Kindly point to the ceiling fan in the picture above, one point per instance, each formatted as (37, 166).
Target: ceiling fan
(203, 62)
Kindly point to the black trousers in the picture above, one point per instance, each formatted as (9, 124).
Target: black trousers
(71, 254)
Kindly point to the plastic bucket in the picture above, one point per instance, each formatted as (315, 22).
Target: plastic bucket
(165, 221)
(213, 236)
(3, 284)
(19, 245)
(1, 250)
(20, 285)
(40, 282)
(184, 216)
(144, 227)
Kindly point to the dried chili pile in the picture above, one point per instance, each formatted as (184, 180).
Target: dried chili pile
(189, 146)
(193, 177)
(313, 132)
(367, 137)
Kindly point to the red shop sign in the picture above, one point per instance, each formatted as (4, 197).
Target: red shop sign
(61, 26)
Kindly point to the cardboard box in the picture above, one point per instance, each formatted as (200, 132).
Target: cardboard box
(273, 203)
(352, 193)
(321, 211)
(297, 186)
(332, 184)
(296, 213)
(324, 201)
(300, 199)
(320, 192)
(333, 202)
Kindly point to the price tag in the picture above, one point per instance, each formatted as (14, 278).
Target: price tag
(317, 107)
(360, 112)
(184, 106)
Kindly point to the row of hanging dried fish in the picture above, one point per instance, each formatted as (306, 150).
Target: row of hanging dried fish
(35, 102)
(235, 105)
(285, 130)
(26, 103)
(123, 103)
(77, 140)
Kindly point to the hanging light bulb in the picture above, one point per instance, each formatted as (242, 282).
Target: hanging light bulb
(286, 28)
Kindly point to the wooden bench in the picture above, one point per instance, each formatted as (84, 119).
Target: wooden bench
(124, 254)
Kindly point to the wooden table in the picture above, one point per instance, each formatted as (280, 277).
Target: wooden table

**TASK TO COMPLETE:** Each line above where the word "table" occurs should be returned in full.

**REPLY:**
Kindly point to the wooden table in the picture above, one point per instance, each formatted as (280, 277).
Target: wooden table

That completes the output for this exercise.